An SEC investigation found that an employee at ISS provided a proxy solicitor with material, nonpublic information revealing how more than 100 ISS institutional shareholder advisory clients were voting their proxy ballots. In exchange for voting information, the proxy solicitor provided the ISS employee with meals, expensive tickets to concerts and sporting events, and an airline ticket. The breach was made possible in part because ISS lacked sufficient controls over employee access to confidential client vote information, as this employee gathered the data by logging into the ISS voting website from home or work and using his personal e-mail account to communicate details to the proxy solicitor. The employee no longer works at ISS.

ISS, which is registered with the SEC as an investment adviser, agreed to settle the charges by paying $300,000 and retaining an independent compliance consultant.

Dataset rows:
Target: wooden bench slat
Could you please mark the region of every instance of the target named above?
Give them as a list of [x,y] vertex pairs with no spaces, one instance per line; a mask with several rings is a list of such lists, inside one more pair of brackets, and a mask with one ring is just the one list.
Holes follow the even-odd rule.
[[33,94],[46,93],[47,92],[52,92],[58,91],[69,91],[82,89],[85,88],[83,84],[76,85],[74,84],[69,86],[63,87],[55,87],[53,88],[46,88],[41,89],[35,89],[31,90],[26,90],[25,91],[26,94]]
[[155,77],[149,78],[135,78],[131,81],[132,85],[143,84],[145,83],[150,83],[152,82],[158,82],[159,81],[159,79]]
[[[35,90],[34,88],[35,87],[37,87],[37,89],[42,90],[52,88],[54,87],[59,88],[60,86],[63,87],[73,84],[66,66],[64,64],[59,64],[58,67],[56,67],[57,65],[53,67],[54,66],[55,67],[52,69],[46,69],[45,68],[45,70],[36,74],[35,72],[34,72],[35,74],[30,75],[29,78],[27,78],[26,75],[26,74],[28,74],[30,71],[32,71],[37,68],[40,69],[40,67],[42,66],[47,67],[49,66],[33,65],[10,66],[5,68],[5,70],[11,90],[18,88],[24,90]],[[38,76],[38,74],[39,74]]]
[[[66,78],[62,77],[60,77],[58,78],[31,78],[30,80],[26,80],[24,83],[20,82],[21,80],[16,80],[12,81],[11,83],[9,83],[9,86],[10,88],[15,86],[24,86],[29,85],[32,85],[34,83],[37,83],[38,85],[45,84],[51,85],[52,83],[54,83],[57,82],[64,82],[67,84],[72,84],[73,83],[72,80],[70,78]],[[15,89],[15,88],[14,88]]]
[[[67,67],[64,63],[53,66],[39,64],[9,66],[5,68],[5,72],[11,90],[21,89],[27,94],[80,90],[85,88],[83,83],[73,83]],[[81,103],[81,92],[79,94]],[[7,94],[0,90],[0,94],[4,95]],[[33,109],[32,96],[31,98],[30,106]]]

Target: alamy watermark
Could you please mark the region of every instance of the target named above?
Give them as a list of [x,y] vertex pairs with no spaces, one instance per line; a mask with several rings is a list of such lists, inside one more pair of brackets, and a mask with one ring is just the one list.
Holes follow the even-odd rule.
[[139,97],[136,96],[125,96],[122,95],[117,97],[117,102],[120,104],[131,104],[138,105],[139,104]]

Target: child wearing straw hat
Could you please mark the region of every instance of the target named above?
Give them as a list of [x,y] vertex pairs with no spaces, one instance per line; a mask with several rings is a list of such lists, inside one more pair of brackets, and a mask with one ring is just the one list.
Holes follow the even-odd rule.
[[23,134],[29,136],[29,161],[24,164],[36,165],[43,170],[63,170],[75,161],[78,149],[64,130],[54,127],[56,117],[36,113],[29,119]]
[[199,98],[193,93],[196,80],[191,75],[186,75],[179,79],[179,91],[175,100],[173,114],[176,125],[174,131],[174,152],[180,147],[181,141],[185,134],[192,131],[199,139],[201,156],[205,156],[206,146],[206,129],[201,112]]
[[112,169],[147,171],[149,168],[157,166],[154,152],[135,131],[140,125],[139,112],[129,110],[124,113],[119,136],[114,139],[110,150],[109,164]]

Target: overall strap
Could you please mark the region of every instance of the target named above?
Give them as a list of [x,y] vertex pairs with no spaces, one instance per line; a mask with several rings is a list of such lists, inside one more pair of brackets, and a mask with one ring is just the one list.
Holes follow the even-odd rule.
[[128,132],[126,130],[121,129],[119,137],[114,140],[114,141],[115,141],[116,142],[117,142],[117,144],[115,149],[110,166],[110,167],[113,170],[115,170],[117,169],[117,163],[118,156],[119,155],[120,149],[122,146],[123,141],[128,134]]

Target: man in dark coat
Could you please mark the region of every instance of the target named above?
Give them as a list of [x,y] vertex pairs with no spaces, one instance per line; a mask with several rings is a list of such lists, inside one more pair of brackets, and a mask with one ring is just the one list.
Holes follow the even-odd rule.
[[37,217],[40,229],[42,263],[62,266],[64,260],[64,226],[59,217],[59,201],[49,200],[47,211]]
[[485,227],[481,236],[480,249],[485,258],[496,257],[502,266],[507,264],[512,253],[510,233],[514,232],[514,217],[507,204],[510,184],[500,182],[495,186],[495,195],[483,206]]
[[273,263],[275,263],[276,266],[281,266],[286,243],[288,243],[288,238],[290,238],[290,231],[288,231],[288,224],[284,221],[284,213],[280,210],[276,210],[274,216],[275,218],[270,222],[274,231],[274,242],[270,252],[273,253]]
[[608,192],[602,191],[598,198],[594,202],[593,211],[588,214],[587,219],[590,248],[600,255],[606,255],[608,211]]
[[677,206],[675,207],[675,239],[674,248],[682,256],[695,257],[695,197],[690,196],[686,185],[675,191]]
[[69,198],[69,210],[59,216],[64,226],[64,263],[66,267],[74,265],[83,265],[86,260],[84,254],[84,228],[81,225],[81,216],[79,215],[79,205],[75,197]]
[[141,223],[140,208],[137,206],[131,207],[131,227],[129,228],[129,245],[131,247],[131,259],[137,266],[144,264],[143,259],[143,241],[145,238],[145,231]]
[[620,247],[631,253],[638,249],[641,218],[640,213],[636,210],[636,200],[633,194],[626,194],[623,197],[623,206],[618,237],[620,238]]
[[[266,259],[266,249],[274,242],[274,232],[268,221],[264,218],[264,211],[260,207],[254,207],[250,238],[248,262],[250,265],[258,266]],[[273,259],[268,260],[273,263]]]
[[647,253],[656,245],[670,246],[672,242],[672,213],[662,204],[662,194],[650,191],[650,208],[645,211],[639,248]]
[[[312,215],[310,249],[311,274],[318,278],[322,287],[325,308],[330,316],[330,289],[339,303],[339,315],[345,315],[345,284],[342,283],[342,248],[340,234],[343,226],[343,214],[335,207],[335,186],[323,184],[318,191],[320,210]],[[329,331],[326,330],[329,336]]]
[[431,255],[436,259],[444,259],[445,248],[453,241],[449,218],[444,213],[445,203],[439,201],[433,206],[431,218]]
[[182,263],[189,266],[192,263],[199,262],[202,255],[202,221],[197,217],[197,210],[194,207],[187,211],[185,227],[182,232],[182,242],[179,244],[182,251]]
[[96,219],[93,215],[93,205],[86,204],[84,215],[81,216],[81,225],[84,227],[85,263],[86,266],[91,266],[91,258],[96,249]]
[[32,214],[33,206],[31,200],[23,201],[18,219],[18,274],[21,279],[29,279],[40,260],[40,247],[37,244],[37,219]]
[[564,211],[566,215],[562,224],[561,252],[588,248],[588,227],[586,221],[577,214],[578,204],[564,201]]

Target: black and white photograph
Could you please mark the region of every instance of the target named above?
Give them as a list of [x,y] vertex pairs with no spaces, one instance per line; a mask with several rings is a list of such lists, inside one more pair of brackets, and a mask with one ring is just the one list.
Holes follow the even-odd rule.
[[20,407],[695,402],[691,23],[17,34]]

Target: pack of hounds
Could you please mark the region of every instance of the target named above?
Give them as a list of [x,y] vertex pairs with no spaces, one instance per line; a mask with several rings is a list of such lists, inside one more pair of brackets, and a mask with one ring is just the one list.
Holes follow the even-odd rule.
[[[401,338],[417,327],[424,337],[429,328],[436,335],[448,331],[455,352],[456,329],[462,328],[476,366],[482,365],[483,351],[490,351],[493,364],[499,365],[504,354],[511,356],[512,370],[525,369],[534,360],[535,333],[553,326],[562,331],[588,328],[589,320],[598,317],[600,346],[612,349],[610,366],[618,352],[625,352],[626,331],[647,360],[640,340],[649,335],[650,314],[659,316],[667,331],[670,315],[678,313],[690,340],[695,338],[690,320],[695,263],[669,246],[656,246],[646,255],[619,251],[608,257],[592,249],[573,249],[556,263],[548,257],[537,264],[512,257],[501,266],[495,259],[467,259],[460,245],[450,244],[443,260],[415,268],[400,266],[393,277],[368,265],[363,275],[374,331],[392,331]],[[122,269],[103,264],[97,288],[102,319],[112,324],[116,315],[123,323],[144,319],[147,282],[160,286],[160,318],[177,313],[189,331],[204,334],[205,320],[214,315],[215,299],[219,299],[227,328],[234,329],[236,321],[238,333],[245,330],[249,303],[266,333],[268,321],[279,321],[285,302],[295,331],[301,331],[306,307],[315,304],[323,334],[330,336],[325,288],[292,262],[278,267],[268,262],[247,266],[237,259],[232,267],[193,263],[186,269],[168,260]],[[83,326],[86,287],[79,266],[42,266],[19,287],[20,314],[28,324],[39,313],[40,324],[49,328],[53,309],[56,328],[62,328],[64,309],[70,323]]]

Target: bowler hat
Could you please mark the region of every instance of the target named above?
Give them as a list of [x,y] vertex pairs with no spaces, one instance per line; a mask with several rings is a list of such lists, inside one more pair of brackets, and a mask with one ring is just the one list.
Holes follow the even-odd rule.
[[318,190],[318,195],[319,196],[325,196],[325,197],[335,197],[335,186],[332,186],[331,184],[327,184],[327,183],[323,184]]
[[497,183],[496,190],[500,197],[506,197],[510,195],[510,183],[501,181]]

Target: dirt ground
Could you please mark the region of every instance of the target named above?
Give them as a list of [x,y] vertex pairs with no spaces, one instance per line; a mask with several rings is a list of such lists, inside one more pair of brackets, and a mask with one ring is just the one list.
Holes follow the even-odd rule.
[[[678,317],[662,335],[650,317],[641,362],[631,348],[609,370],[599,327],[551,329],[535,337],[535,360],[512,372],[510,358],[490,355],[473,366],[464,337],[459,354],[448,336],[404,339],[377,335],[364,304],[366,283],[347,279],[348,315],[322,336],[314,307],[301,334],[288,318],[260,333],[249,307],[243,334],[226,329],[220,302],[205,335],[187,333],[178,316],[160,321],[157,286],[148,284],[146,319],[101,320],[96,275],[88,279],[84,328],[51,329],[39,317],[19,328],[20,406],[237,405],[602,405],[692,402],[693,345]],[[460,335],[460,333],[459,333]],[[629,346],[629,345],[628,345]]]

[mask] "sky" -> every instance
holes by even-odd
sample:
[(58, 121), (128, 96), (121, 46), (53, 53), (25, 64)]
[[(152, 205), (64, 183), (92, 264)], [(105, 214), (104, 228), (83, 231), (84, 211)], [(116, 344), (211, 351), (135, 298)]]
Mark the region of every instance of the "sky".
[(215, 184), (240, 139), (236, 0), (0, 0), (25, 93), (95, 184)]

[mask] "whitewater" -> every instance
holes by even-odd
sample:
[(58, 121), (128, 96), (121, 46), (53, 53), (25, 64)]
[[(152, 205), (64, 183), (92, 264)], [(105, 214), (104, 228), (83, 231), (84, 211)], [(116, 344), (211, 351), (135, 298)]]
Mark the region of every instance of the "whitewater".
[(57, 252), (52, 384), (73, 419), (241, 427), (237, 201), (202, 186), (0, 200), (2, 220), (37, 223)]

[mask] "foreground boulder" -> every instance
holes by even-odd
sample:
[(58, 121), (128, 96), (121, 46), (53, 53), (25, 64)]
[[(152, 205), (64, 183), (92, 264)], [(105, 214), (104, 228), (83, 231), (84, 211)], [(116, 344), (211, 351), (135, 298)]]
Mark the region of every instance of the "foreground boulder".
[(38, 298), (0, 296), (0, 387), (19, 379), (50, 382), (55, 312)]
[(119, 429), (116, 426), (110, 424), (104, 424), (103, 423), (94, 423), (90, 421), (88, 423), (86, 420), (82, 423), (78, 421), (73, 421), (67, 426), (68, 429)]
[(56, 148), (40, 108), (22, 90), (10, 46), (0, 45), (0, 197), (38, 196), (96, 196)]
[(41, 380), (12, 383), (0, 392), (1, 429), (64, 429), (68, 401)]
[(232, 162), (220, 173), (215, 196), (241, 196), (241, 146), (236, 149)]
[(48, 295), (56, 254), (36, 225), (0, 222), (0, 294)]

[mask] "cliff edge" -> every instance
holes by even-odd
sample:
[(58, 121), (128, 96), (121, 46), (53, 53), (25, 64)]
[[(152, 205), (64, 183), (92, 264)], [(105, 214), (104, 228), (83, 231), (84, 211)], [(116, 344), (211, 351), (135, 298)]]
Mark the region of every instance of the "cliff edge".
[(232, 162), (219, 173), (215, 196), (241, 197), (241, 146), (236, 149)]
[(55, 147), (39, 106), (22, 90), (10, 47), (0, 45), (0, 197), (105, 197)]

* _Challenge_
Summarize the passage about the SEC investigation of ISS in two sentences.

* _Answer to the problem_
An SEC investigation found that an ISS employee gave a proxy solicitor material, nonpublic information on how more than 100 institutional shareholder advisory clients were voting, in exchange for meals, expensive concert and sporting event tickets, and an airline ticket. The breach was made possible in part by weak ISS controls over employee access to confidential vote information, and ISS, a registered investment adviser, agreed to settle by paying $300,000 and retaining an independent compliance consultant.